Exercise directions. Reproduce the following lines verbatim, omitting the pictures from your answer.

Records for processing.
——————

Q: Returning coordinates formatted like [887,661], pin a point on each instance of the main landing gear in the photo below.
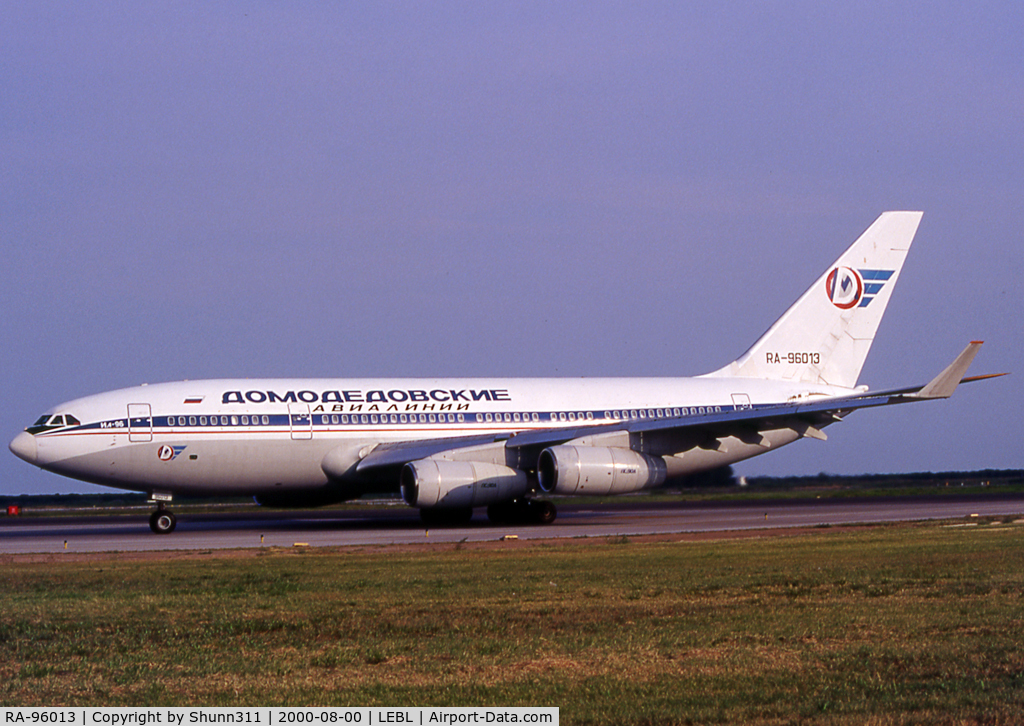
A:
[518,511]
[163,520]
[522,511]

——————

Written answer.
Q: Returning coordinates formatted like [887,661], pin a point on each instance of the main landing gear in the photo below.
A:
[518,511]
[163,520]
[522,511]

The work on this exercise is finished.